**** GIVEN RECORDS ****
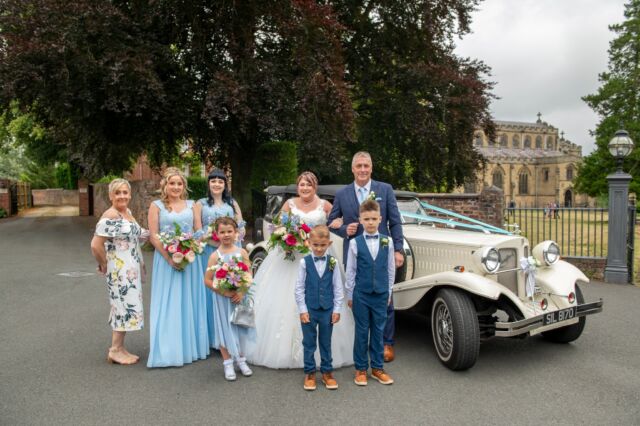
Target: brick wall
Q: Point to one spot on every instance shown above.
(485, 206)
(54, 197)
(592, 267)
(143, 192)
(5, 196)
****
**** GIVEN RECORDS ****
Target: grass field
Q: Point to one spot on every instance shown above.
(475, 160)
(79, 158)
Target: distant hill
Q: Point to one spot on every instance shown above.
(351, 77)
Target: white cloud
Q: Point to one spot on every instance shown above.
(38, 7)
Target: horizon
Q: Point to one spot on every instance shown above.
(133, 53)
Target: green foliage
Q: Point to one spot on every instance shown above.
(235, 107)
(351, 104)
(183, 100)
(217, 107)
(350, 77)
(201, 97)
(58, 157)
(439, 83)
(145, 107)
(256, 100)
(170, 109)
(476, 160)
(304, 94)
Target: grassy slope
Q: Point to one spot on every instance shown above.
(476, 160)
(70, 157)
****
**** GIVEN RECORDS ****
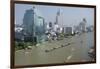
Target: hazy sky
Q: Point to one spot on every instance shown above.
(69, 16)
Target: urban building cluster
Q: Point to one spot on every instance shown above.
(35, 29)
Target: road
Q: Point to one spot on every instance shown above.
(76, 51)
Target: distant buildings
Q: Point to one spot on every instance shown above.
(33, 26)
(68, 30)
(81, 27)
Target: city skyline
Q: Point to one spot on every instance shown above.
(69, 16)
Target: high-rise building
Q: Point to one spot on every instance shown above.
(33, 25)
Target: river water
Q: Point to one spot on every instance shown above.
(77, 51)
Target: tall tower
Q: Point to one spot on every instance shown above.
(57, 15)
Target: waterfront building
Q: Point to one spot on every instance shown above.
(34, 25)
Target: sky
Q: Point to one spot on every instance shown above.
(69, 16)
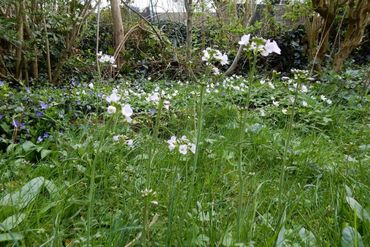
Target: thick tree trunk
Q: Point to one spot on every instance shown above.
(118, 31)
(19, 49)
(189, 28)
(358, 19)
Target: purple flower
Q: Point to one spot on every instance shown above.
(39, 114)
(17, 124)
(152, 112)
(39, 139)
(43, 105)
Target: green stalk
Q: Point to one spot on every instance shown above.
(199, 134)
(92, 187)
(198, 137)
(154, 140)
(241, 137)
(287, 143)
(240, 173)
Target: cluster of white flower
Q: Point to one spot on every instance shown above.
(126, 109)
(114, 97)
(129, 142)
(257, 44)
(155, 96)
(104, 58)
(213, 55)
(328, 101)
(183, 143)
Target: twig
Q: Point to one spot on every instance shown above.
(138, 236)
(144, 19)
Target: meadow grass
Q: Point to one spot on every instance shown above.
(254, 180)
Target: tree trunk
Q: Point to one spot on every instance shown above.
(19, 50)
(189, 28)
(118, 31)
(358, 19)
****
Find each line in the items above that contains the word "flower", and copy those lines in full.

Target: purple flower
Target: cluster of white flower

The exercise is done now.